Problem to solve: Read the forum post about opening a marriage and decide whether each statement agrees with it: (a) The couple decided to open their marriage in August. (b) Around Christmas, Crystal vetoed Flash. (c) Cath agreed right away to start dating. For each, answer yes or no and quote the words of the post that decide it.

Text excerpt:
Oy, what a ride

Glenn

New member
So, my wife (Crystal) and I have been poly for less than a year now, and dealt with our fair share of drama and weirdness. But here is a little blog about our time. This will be rambly, so deal with it.


So in August last year, we decided to open our marriage up and try becoming poly, we both have had a history of strong emotional attachments to people who weren't each other and falling in love with them. We never once cheated, or gave each other the option to.

My wife and I both met some people online. She met Flash, and they hit it off pretty well. He had lots of baggage and proved quite a challenge for her as she was so used to me, and how open I am with things. Even when we weren't poly, I would tell her when I was attracted to a coworker, friend, etc and express my feelings about them to her, I am always very open and honest. He was not, he was withdrawn, difficult to read, etc. Their sex life began nearly immediately, which was a bit awkward for me, but I handled it well. I always told her when I was jealous, or upset, or something bothered me even a little.

Shortly after I met Renee. She was a bit of a fireball. Very drama in retrospect. I loved that about her though. Her baggage was insane, she was in the process of getting divorced. She brought a lot of drama into my marriage, Crystal had a really hard time with her. She shut down and withdrew from me. I didn't recognize it though, I was completely wrapped up in Renee. Around Christmas things exploded into a huge mess, Crystal Veto'd Renee. A did not handle this well, but accepted it. Crystal didn't handle it well either. She hated herself for what she did. Eventually she told me to talk to Renee, and we all sat down, discussed and tried to fix. I dated Renee again briefly before realizing I couldn't handle her. We tried staying friends, but she eventually just stopped talking to me in February.

In January, Crystal and Flash had major issues, Crystal was constantly hurting. So I felt to protect her I had to Veto him, it was bad. I eventually wound up rescinding this as it was just as bad if not worse. They got back together briefly, then broke up. She started seeing Shorty, who was already married and Poly with his wife Donna. Shorty is a very quiet and doesn't really speak to anyone. Crystal and Shorty didn't last too long (the breakup was mutual and everyone still gets along ok), and I became friends with his wife Donna.

As things were winding down with Renee, I started being more social with some of my old friends and regularly hanging out with Cath as well as Shorty's wife Donna. When I told Cath about the poly thing she thought I was entirely crazy, and could never do such a thing as she is way too jealous. To be fair, I only told her as she was a friend and we haven't been hiding it from our friends. I was kinda interested in seeing Donna, but she is a Sub and I am not really Dom at all. But some feelings developed for her regardless, but they stayed pretty mellow. At the same time Cath and I started becoming closer. So I asked her out in a "dating" way. She had to think about it, a LOT. But eventually she decided to give it a whirl, this was March. We've been seeing each other ever since.

Entries supplied:

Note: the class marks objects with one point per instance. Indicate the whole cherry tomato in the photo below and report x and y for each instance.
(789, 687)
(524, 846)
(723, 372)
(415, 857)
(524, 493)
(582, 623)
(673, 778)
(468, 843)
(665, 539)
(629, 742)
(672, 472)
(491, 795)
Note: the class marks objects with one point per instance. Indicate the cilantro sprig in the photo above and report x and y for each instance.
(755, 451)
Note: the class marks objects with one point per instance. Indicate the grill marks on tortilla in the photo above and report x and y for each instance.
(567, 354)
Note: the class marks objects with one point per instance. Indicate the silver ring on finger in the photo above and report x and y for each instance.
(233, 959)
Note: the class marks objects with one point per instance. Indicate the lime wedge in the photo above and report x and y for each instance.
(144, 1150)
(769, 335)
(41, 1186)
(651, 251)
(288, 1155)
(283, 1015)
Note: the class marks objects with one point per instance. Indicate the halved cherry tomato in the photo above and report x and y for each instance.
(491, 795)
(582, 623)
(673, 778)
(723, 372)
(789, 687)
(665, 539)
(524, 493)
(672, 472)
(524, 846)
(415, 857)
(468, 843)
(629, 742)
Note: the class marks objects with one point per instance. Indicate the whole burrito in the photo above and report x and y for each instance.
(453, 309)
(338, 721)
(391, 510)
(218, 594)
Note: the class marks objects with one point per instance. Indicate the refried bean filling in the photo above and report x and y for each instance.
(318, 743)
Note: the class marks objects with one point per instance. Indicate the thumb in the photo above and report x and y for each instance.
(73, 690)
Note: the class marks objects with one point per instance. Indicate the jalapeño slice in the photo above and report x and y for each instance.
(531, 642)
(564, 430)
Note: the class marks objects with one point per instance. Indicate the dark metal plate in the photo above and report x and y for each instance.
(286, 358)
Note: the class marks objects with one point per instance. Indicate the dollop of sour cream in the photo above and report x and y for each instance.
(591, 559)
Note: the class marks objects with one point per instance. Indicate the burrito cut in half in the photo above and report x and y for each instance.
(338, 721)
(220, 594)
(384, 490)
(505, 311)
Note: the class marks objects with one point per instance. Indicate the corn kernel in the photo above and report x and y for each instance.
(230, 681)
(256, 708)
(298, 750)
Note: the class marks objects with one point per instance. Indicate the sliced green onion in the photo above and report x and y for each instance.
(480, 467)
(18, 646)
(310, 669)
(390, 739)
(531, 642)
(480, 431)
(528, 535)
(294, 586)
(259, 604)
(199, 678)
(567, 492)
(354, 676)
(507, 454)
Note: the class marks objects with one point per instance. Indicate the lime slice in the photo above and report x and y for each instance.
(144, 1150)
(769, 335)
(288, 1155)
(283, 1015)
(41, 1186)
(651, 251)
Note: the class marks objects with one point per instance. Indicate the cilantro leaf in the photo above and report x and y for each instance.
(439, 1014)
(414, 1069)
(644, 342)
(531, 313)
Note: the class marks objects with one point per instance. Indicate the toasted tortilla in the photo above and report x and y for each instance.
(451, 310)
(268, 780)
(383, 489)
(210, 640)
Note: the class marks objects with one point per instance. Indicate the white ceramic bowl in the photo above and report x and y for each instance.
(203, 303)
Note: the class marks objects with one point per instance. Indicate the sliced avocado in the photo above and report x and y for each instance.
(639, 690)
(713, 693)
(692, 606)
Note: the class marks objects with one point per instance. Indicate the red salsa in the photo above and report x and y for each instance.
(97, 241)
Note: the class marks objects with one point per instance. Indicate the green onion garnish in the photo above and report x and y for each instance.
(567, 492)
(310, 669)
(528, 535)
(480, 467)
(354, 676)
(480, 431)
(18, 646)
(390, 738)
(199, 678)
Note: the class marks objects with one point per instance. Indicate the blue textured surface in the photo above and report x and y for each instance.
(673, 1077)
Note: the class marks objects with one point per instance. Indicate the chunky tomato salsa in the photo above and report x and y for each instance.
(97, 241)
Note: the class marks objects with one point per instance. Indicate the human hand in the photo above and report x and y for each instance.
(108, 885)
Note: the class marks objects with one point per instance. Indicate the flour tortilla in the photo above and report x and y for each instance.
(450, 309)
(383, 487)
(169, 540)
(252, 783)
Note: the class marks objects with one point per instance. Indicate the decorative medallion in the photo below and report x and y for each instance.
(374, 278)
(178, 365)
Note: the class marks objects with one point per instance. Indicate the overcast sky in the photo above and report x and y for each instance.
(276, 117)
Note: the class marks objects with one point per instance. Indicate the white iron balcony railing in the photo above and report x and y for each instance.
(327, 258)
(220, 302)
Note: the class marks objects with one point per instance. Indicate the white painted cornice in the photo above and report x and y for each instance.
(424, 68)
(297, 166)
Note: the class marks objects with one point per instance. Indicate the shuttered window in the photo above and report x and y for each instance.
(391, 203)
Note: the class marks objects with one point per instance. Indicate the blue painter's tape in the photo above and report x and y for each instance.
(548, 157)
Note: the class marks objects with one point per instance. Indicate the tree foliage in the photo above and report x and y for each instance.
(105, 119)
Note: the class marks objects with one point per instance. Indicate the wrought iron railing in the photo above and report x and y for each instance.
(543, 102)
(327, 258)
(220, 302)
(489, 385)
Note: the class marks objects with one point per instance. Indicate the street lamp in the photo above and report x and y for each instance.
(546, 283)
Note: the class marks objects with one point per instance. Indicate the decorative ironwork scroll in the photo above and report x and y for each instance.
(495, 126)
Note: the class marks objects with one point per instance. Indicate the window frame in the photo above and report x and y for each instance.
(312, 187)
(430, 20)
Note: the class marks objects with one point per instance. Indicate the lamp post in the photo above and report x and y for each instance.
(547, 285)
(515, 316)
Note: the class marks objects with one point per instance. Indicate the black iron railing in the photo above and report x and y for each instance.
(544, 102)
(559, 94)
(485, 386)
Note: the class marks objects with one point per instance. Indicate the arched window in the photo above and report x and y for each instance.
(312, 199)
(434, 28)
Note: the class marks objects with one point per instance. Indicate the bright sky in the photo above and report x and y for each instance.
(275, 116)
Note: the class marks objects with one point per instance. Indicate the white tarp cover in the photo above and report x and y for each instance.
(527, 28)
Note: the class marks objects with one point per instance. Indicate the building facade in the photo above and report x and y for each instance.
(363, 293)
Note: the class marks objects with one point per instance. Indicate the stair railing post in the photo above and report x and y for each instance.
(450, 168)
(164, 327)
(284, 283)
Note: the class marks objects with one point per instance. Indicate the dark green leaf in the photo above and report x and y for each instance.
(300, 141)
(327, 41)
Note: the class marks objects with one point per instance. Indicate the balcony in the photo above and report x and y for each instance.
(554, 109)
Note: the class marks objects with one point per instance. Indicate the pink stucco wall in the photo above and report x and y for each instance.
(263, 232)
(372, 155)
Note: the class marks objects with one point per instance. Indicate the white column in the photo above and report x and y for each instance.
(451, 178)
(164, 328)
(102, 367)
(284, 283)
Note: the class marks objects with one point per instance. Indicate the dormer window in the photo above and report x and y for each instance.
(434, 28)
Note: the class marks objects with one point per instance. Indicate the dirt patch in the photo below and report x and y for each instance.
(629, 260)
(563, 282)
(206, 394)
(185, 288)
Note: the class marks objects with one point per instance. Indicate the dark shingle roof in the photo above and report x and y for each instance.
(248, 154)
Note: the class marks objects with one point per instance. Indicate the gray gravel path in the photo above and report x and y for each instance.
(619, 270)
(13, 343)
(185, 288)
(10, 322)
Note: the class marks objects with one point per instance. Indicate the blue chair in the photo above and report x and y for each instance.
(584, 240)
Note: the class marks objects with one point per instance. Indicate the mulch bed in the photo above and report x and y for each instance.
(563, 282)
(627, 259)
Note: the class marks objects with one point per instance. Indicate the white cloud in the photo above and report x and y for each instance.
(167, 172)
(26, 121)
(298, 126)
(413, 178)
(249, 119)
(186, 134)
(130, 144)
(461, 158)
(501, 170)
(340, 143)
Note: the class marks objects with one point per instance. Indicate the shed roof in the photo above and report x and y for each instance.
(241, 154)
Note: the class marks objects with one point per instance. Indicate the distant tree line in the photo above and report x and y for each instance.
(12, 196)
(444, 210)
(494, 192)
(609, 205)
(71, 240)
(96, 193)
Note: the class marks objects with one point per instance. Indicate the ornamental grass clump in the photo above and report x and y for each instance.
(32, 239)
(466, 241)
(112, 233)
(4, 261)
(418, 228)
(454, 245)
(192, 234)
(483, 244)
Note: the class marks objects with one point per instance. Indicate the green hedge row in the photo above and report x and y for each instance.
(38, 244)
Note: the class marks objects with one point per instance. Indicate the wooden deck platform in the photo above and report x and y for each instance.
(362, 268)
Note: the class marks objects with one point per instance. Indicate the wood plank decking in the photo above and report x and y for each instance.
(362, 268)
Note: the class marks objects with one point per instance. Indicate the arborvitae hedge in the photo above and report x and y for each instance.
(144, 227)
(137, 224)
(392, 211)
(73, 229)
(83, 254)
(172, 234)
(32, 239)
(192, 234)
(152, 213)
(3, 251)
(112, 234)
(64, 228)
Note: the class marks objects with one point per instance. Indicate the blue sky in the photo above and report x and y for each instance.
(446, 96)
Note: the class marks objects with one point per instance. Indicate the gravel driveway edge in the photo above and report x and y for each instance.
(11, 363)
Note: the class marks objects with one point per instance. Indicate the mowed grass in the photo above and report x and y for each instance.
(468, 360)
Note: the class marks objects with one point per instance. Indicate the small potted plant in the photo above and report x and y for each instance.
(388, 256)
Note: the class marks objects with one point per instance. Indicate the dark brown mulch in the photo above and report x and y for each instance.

Output:
(a) Yes: "So in August last year, we decided to open our marriage up"
(b) No: "Around Christmas things exploded into a huge mess, Crystal Veto'd Renee."
(c) No: "She had to think about it, a LOT."